**ENTRIES SHOWN:**
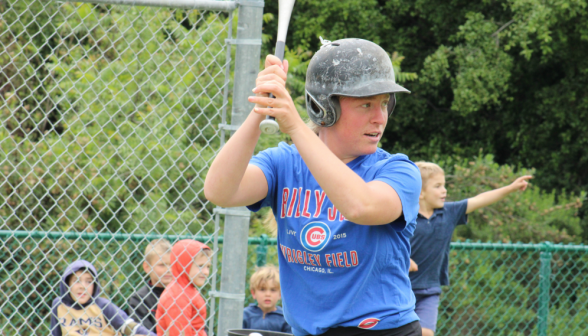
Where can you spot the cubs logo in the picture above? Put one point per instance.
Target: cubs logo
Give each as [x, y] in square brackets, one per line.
[315, 236]
[368, 323]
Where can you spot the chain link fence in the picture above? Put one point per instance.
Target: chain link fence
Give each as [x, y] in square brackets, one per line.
[110, 116]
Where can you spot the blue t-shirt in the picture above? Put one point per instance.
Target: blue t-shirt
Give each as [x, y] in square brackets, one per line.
[334, 272]
[430, 245]
[273, 321]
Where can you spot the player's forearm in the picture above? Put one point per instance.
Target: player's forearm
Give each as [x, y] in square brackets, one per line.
[350, 194]
[488, 198]
[228, 168]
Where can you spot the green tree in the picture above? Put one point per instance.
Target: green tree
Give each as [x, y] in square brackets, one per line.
[506, 76]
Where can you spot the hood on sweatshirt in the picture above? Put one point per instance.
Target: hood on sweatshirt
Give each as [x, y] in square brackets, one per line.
[182, 258]
[69, 271]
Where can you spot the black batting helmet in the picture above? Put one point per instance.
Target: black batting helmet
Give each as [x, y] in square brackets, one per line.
[348, 67]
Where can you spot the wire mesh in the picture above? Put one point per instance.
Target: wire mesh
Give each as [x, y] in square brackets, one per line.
[109, 120]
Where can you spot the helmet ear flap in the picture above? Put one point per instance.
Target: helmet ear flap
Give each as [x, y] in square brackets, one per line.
[316, 112]
[391, 104]
[336, 105]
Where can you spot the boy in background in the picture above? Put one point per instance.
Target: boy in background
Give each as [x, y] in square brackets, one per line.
[80, 311]
[143, 303]
[265, 315]
[436, 221]
[181, 309]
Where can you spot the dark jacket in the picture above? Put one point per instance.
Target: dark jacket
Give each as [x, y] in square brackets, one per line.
[143, 305]
[96, 317]
[273, 321]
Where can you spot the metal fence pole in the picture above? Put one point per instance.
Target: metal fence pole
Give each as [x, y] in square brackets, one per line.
[261, 251]
[234, 263]
[544, 287]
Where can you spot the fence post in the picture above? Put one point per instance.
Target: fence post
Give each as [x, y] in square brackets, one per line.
[544, 288]
[261, 251]
[236, 230]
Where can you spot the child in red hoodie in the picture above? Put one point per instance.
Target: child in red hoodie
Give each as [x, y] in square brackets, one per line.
[181, 309]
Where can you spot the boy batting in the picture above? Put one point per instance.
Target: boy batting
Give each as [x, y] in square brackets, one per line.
[345, 208]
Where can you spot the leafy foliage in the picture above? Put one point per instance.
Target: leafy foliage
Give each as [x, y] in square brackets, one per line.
[506, 76]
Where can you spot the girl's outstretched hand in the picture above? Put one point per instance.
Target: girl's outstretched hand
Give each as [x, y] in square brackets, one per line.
[521, 183]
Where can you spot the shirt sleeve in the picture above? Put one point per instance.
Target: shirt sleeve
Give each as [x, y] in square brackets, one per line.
[286, 328]
[55, 327]
[267, 161]
[404, 177]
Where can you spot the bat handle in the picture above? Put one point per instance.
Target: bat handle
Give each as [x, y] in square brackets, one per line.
[270, 125]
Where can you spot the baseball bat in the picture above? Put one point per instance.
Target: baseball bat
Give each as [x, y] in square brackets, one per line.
[269, 125]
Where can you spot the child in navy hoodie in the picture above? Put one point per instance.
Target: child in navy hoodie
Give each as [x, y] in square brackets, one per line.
[265, 315]
[79, 311]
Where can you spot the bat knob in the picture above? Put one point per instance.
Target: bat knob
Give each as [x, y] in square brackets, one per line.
[269, 126]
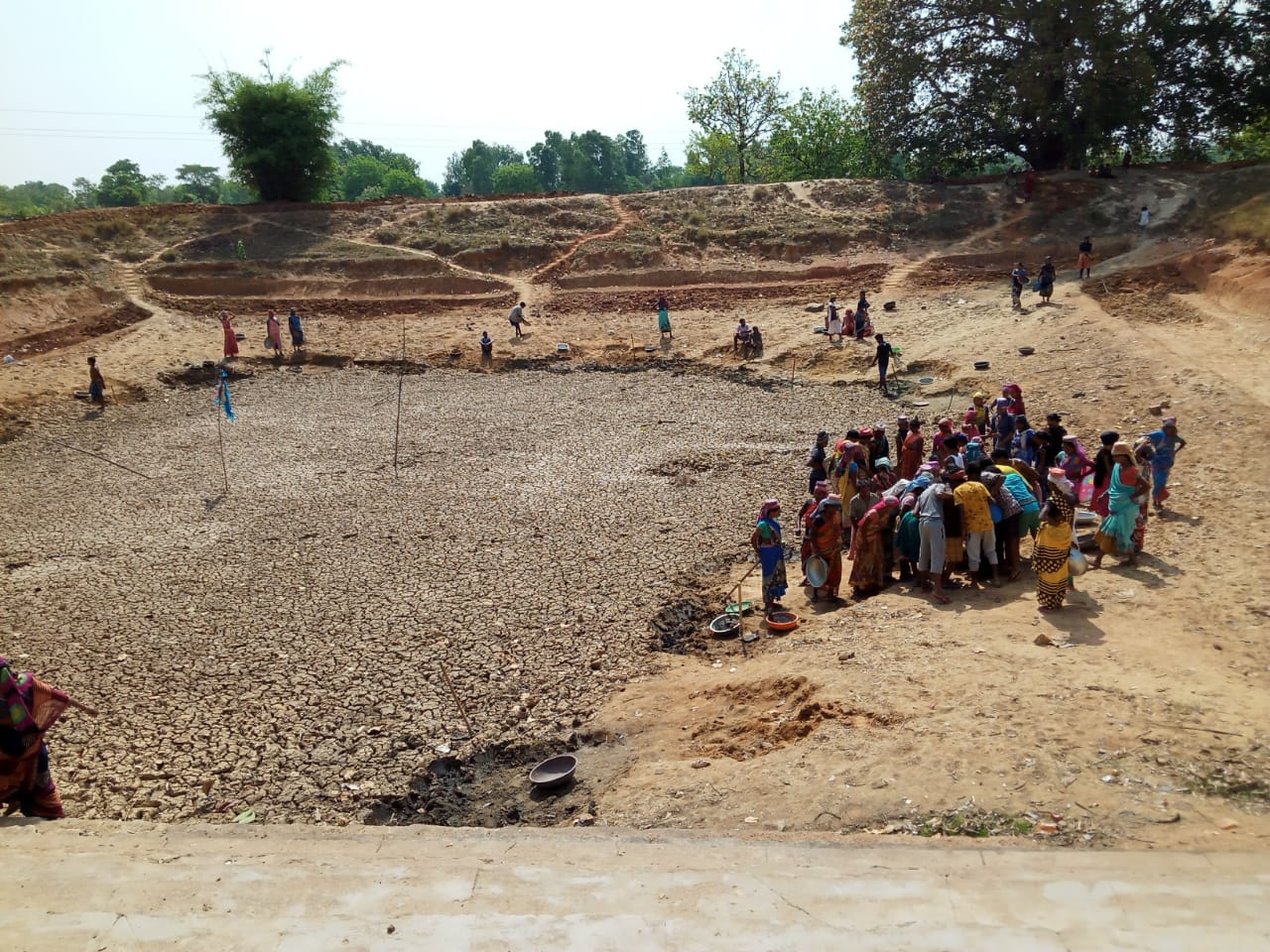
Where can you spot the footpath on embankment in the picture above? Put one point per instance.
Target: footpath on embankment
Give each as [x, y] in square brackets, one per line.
[104, 887]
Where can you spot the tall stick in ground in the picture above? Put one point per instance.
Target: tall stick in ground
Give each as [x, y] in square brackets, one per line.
[220, 438]
[397, 438]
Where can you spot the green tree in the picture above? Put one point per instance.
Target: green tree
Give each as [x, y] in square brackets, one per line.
[347, 149]
[547, 159]
[399, 181]
[276, 131]
[358, 175]
[711, 159]
[471, 172]
[198, 182]
[517, 179]
[739, 103]
[84, 193]
[35, 198]
[122, 185]
[821, 136]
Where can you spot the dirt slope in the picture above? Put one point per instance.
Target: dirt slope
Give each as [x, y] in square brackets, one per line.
[890, 715]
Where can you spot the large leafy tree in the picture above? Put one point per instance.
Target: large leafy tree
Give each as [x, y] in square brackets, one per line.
[739, 103]
[275, 130]
[122, 185]
[516, 179]
[471, 172]
[821, 136]
[198, 182]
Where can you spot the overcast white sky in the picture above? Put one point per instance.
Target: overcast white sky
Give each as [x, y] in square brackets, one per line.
[84, 84]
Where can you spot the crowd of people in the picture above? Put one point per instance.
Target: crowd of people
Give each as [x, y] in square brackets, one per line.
[962, 502]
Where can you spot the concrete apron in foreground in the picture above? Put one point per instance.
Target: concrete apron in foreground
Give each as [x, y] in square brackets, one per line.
[136, 887]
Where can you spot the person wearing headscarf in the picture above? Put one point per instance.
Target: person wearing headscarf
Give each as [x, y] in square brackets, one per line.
[867, 548]
[766, 542]
[881, 445]
[1055, 542]
[28, 710]
[1002, 424]
[1165, 445]
[911, 453]
[1074, 461]
[884, 475]
[1102, 465]
[804, 517]
[979, 408]
[826, 534]
[230, 334]
[861, 503]
[817, 461]
[1116, 530]
[908, 537]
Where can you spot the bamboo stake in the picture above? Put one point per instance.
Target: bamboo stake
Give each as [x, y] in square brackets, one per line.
[81, 706]
[220, 438]
[95, 456]
[397, 436]
[458, 703]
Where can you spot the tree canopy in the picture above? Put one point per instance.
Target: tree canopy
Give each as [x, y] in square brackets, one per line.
[277, 132]
[739, 104]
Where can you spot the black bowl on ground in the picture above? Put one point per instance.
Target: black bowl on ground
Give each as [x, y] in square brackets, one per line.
[554, 771]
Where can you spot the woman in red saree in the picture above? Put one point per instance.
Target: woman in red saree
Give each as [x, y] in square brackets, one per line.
[28, 708]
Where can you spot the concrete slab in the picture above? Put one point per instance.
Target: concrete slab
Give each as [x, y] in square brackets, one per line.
[137, 887]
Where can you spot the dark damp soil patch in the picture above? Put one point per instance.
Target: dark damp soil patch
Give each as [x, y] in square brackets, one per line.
[199, 375]
[680, 627]
[490, 788]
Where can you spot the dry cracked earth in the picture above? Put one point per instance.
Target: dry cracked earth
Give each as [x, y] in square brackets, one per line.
[285, 647]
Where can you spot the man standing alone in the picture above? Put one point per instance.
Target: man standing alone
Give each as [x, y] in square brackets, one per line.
[96, 384]
[883, 359]
[1083, 264]
[516, 316]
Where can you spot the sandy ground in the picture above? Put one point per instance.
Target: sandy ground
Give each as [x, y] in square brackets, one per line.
[1144, 724]
[143, 887]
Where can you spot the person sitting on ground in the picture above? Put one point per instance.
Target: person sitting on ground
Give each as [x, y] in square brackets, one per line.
[95, 384]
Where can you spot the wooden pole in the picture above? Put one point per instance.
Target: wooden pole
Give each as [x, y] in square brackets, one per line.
[458, 703]
[95, 456]
[397, 436]
[220, 438]
[81, 706]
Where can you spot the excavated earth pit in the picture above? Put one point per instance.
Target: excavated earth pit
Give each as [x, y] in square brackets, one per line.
[285, 647]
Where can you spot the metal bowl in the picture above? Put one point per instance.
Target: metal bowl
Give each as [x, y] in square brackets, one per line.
[554, 771]
[817, 571]
[725, 626]
[781, 621]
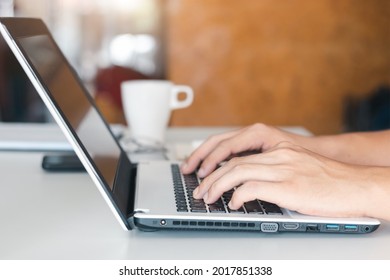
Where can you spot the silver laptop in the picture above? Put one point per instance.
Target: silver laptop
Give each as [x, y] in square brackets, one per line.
[151, 195]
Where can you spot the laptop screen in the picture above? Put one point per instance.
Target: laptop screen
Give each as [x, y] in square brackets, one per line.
[64, 90]
[69, 96]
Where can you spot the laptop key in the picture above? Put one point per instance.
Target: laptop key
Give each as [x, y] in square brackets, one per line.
[253, 207]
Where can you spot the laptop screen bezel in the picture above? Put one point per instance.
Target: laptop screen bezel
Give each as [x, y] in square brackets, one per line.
[16, 28]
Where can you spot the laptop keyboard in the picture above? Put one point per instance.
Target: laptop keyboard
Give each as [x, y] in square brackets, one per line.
[184, 185]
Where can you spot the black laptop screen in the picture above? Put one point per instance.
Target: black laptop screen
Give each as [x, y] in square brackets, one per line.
[74, 104]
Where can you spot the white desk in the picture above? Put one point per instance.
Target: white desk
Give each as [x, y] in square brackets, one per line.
[62, 216]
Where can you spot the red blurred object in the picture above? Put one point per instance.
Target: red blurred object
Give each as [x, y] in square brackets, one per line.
[108, 83]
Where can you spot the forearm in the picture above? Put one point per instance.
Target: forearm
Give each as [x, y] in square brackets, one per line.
[365, 148]
[378, 193]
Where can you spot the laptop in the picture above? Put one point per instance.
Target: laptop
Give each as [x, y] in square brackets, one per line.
[150, 195]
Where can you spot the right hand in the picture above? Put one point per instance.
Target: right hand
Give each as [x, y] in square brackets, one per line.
[217, 148]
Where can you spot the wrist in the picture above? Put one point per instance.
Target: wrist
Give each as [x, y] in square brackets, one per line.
[377, 193]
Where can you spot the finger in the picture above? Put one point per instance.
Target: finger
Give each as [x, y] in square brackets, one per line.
[240, 142]
[258, 163]
[204, 150]
[241, 174]
[273, 192]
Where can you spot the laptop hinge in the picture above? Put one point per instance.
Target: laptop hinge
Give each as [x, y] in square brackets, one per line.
[131, 222]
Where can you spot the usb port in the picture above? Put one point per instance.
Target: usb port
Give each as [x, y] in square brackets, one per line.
[312, 228]
[332, 227]
[350, 228]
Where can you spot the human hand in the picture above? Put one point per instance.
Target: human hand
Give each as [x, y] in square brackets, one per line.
[217, 148]
[294, 178]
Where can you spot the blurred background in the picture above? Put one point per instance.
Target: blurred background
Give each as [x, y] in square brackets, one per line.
[323, 65]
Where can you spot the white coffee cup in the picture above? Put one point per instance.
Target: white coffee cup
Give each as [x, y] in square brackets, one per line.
[147, 105]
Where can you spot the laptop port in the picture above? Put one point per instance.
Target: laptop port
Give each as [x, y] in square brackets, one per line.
[290, 226]
[312, 228]
[269, 227]
[350, 228]
[332, 227]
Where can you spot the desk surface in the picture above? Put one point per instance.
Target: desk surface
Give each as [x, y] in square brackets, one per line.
[62, 216]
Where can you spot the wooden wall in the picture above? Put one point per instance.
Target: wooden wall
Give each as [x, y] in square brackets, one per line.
[286, 62]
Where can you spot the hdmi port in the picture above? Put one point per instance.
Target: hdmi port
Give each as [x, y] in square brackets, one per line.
[290, 226]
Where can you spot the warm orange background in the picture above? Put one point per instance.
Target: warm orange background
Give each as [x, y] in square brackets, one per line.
[280, 62]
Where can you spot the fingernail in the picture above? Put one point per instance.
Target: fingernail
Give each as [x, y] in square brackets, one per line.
[184, 166]
[202, 172]
[195, 193]
[206, 197]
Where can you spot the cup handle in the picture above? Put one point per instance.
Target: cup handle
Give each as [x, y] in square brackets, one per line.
[178, 104]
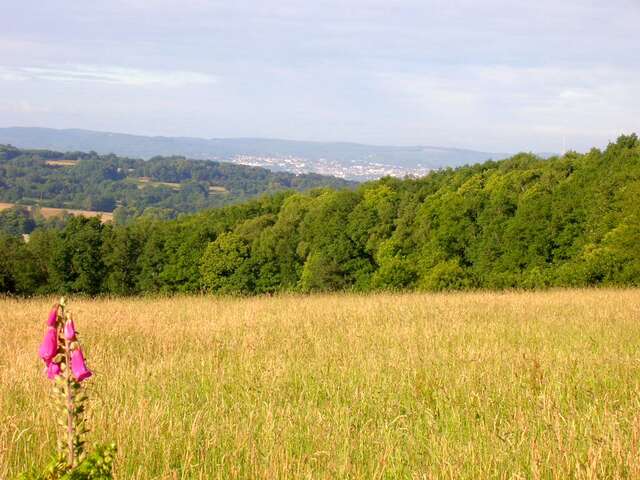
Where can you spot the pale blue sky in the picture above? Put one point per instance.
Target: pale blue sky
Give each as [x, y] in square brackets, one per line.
[494, 75]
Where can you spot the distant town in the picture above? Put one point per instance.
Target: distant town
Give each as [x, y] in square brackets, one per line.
[357, 170]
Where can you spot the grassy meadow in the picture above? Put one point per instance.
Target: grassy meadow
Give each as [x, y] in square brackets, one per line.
[418, 386]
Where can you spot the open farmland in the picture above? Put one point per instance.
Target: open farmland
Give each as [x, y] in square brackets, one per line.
[48, 212]
[468, 385]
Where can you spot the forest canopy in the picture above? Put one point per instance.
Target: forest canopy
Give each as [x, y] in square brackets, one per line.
[523, 222]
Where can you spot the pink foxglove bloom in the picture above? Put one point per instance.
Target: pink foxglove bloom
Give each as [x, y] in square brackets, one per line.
[53, 370]
[53, 316]
[69, 330]
[49, 346]
[79, 369]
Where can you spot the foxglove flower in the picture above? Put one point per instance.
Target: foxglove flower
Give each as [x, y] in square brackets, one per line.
[53, 370]
[53, 316]
[69, 330]
[49, 346]
[78, 367]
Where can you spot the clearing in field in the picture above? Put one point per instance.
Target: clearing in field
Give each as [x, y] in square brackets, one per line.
[478, 385]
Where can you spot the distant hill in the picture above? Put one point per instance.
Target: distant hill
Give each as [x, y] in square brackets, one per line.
[347, 160]
[162, 186]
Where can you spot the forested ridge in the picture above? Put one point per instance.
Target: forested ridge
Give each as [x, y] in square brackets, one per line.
[523, 222]
[161, 187]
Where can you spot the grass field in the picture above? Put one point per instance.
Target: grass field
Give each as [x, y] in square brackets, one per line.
[48, 212]
[479, 385]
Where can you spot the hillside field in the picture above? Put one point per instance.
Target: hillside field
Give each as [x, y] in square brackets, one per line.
[449, 385]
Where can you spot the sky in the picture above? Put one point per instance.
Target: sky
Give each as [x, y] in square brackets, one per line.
[492, 75]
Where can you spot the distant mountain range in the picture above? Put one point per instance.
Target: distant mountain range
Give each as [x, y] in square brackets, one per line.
[347, 160]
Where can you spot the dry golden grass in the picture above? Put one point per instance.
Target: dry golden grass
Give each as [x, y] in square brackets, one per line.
[479, 385]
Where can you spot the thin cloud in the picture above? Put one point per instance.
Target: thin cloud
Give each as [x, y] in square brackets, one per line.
[107, 74]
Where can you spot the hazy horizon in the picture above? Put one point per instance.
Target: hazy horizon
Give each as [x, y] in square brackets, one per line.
[491, 76]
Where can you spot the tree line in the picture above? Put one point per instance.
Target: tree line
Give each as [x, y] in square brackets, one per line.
[523, 222]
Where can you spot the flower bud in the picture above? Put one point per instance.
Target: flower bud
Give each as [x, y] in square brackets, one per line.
[49, 345]
[53, 370]
[53, 316]
[69, 330]
[78, 367]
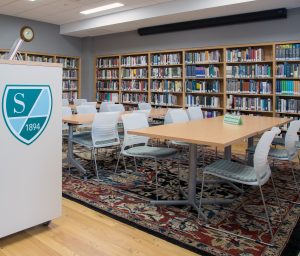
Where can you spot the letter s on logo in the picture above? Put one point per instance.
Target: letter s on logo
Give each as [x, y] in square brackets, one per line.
[19, 102]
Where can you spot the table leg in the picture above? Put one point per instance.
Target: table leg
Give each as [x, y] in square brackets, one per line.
[250, 156]
[71, 159]
[227, 153]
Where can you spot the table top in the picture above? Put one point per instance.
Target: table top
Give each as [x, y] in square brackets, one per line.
[212, 131]
[79, 119]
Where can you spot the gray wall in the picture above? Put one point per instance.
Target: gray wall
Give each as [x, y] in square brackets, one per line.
[268, 31]
[47, 38]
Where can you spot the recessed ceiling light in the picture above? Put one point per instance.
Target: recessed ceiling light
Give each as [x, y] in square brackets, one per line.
[102, 8]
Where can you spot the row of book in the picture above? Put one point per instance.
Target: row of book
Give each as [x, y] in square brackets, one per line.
[287, 87]
[248, 71]
[210, 114]
[196, 71]
[166, 86]
[248, 103]
[68, 62]
[107, 62]
[140, 60]
[203, 57]
[69, 95]
[69, 74]
[132, 73]
[108, 74]
[251, 86]
[135, 85]
[202, 101]
[170, 72]
[107, 85]
[288, 70]
[107, 96]
[40, 58]
[70, 85]
[288, 105]
[166, 59]
[165, 99]
[134, 98]
[287, 52]
[202, 86]
[245, 54]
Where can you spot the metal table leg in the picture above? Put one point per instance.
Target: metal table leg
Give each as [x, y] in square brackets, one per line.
[71, 159]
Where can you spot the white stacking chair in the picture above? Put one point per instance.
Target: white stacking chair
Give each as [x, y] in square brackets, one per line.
[289, 153]
[78, 102]
[137, 146]
[104, 134]
[104, 106]
[195, 113]
[116, 107]
[143, 111]
[66, 111]
[243, 174]
[144, 106]
[65, 102]
[89, 103]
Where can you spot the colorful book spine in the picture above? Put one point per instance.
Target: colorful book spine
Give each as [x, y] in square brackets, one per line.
[202, 86]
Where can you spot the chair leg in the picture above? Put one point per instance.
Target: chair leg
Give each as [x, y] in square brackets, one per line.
[266, 212]
[118, 162]
[201, 195]
[156, 178]
[295, 179]
[95, 162]
[276, 195]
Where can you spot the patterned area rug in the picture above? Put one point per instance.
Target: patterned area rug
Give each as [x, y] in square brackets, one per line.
[125, 196]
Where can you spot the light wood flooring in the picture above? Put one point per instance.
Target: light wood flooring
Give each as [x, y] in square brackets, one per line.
[84, 232]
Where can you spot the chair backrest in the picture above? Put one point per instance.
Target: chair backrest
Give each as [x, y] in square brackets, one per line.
[131, 122]
[89, 103]
[292, 137]
[116, 108]
[178, 116]
[78, 102]
[143, 111]
[65, 102]
[260, 160]
[104, 129]
[86, 109]
[144, 106]
[195, 113]
[66, 111]
[104, 106]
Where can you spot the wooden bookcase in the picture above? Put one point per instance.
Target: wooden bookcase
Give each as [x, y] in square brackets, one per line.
[257, 79]
[71, 86]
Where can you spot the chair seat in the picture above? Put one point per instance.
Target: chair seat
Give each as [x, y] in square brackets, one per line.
[278, 141]
[85, 139]
[156, 152]
[232, 170]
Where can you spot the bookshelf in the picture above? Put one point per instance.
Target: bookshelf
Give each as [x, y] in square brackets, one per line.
[287, 79]
[107, 78]
[71, 71]
[256, 79]
[166, 81]
[134, 79]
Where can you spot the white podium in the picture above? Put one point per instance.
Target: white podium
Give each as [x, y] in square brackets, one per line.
[30, 144]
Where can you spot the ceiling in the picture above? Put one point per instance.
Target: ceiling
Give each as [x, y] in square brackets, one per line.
[133, 15]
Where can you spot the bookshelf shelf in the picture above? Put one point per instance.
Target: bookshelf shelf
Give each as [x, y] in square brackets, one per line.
[229, 71]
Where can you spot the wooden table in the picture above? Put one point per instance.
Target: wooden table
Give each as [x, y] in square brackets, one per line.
[80, 119]
[212, 132]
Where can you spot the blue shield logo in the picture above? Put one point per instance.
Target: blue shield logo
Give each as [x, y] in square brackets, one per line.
[27, 110]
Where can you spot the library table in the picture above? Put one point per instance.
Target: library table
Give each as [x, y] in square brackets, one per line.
[79, 119]
[213, 132]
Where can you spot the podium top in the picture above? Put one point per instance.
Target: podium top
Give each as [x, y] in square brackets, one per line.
[31, 63]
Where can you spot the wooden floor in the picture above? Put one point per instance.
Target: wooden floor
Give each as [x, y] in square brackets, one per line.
[84, 232]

**PROBLEM DETAILS:** Through the last line of the entries above, beginning at the line containing "Where can you spot the blue shield", transcribe each line exactly, both ends included and nothing more.

**FULL ANSWER:**
Where can you spot the blue shield logo in the picture above? Put one point per instance.
Target: blue shield logo
Give each as [x, y] in square brackets, one per line.
[27, 110]
Where can you spot the library table in the picture above? Put one point per instance.
Target: library table
Give each as [x, y] in square brackets, one per line.
[79, 119]
[213, 132]
Where can you spot the podium top in the picture above? Put one point per instance.
Target: podium top
Give each as [x, y] in square brackets, one per line.
[31, 63]
Where can you spot the wooden floor in the picture above? Put one point per instance.
Target: wooden floor
Give each as [x, y] in square brackets, one per line.
[84, 232]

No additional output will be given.